TASK DESCRIPTION: The records are to be restated in their entirety, word for word.

· · · ·

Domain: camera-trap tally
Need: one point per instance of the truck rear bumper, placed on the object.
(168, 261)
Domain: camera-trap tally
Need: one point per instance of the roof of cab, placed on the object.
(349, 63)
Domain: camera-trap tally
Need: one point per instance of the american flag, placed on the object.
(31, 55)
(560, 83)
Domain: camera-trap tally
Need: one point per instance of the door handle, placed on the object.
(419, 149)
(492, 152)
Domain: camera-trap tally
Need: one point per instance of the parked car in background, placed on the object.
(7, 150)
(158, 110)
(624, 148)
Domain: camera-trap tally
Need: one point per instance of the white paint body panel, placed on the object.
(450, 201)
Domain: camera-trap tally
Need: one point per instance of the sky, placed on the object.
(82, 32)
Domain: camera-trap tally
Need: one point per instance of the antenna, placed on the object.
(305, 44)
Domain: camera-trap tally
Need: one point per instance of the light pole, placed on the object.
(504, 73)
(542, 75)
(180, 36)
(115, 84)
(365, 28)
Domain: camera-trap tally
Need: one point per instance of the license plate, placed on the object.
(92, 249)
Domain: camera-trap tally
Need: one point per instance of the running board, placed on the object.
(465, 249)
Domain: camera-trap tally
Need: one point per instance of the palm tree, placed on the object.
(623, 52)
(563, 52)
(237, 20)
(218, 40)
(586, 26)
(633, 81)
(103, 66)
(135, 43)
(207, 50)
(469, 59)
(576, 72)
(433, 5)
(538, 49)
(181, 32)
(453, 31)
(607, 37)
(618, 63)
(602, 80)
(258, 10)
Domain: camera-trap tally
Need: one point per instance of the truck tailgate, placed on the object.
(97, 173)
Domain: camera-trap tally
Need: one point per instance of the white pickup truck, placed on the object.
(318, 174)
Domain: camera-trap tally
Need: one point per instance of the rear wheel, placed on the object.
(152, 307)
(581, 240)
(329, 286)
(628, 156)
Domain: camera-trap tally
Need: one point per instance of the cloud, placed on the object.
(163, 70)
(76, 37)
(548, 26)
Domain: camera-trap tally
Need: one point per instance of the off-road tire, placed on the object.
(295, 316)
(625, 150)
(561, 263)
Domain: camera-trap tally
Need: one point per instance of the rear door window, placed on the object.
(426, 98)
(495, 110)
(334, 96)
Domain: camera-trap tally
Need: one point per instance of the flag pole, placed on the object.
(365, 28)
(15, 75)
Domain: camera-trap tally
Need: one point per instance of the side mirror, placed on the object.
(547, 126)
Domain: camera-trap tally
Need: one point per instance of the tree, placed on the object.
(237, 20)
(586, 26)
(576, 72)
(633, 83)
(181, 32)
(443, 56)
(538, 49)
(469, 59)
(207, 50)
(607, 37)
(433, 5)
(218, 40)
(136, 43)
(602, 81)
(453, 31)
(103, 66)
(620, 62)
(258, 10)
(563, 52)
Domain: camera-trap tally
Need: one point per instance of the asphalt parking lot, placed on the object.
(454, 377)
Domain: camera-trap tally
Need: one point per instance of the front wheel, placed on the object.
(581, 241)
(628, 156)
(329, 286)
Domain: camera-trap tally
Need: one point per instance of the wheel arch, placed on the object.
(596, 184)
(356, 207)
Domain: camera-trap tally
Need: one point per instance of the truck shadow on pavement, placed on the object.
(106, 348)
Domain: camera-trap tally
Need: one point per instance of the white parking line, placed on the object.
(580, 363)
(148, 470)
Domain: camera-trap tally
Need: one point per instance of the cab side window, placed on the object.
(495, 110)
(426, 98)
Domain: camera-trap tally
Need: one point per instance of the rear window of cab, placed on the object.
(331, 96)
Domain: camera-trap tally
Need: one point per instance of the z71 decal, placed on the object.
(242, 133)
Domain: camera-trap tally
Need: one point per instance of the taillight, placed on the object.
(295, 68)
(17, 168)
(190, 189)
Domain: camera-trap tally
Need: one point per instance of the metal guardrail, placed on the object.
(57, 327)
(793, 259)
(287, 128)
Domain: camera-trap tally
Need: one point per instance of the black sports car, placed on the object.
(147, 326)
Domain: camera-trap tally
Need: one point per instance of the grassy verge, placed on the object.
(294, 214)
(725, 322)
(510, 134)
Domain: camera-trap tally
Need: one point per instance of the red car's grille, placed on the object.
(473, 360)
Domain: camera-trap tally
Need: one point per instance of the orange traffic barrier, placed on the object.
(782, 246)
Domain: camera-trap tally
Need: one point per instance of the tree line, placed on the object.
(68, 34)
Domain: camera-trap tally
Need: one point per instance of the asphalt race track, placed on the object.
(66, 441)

· · · ·

FINAL RESULT:
Domain: camera-trap tally
Need: one point per instance of the truck rear bumper, placed on the object.
(168, 261)
Domain: camera-trap tally
Need: one point per instance of the roof of cab, placed on the object.
(349, 63)
Domain: camera-trap tally
Need: one point per instance of the american flag, placed on the object.
(31, 55)
(560, 83)
Domain: camera-trap tally
Need: one point per instance of the door handle, placed on the object.
(419, 149)
(492, 152)
Domain: camera-trap tally
Need: one point per instance of the parked car in background, placed on the object.
(7, 150)
(158, 110)
(624, 148)
Domain: camera-trap tally
Need: one point per instance of the white paint body panel, placed on the object.
(450, 201)
Domain: camera-trap tally
Need: one point per instance of the sky, placed on the object.
(82, 32)
Domain: camera-trap tally
Need: one point per instance of the antenna, placed on the object.
(305, 44)
Domain: camera-trap tally
Need: one point per instance of the light pole, placed on the object.
(504, 73)
(542, 75)
(180, 36)
(115, 84)
(365, 28)
Domain: camera-trap tally
Need: one point per instance of the license plate, placed on the object.
(92, 249)
Domain: camera-trap tally
Need: one point per instance of the running board, placed on the object.
(465, 249)
Domain: camera-trap tally
Need: one point per instance of the palm tree, placed on the object.
(623, 52)
(563, 52)
(237, 20)
(218, 40)
(586, 26)
(633, 81)
(103, 66)
(135, 43)
(207, 50)
(469, 59)
(576, 72)
(433, 5)
(538, 49)
(181, 32)
(453, 31)
(607, 37)
(618, 63)
(602, 80)
(258, 10)
Domain: camera-trap tally
Need: one point per instance of the truck tailgate, placed on the object.
(97, 173)
Domain: camera-trap tally
Need: one point per instance of the white pickup truck, placed on the object.
(318, 174)
Domain: camera-trap tally
Need: one point per instance of the rear wheel, placed on the object.
(152, 307)
(581, 240)
(329, 286)
(628, 156)
Domain: camera-trap tally
Need: one point per instance of the cloud, placed on the object.
(163, 70)
(76, 37)
(548, 26)
Domain: camera-trap tally
Need: one point per instance of the off-road tire, placed on the object.
(295, 316)
(625, 150)
(561, 263)
Domain: camera-trap tally
Need: one point per instance of the rear door window, placed on the object.
(426, 98)
(495, 110)
(334, 96)
Domain: camera-trap tally
Need: one point per instance of the flag pole, placed on the object.
(365, 28)
(15, 75)
Domain: camera-trap tally
Need: one point per instance of the side mirror, placed on the object.
(547, 126)
Domain: camera-trap tally
Need: one point per instance of the tree, placed on the object.
(237, 20)
(586, 26)
(576, 72)
(633, 83)
(181, 32)
(443, 56)
(538, 49)
(469, 59)
(207, 50)
(607, 37)
(433, 5)
(218, 40)
(136, 43)
(602, 81)
(453, 31)
(103, 66)
(620, 62)
(258, 10)
(563, 52)
Domain: camera-trap tally
Need: one point per instance of the asphalt parking lot, placed on the object.
(454, 377)
Domain: camera-trap tally
Need: one point per instance of the front wheel, placed on the object.
(581, 241)
(628, 156)
(329, 286)
Domain: camera-trap tally
Need: one point per instance of the wheel arch, placed on the object.
(596, 184)
(356, 207)
Domain: camera-trap tally
Need: one point per instance of the truck shadow on pavement, placed on the object.
(106, 348)
Domain: camera-trap tally
Need: one point per instance of the white parking line, placed on the object.
(580, 363)
(148, 470)
Domain: camera-trap tally
Need: one point per instance of the cab side window, placed on the object.
(495, 110)
(426, 98)
Domain: camera-trap tally
Need: one point per instance of the rear window of cab, placed on the object.
(331, 96)
Domain: camera-trap tally
Need: one point per instance of the z71 decal, placed on the object.
(242, 133)
Domain: camera-trap tally
Need: one point per instance of the taillight, placed on the object.
(295, 68)
(17, 168)
(190, 189)
Domain: camera-trap tally
Need: one point per instance of the metal guardrail, placed on the object.
(57, 327)
(793, 259)
(287, 128)
Domain: camera-trap tally
Need: one point per instance of the black sports car, placed on the object.
(147, 326)
Domain: camera-trap tally
Need: one point per instance of the grassy verge, placed on the object.
(294, 214)
(725, 322)
(510, 134)
Domain: camera-trap tally
Need: one point per instance of the red car's grille, placed on the object.
(473, 360)
Domain: camera-trap tally
Need: one point per instance of the orange traffic barrier, placed on the object.
(782, 246)
Domain: camera-trap tally
Need: one point per instance of the tree line, placed on the object.
(68, 34)
Domain: camera-trap tally
Need: one point per instance of the asphalt race track, placed on the object.
(66, 441)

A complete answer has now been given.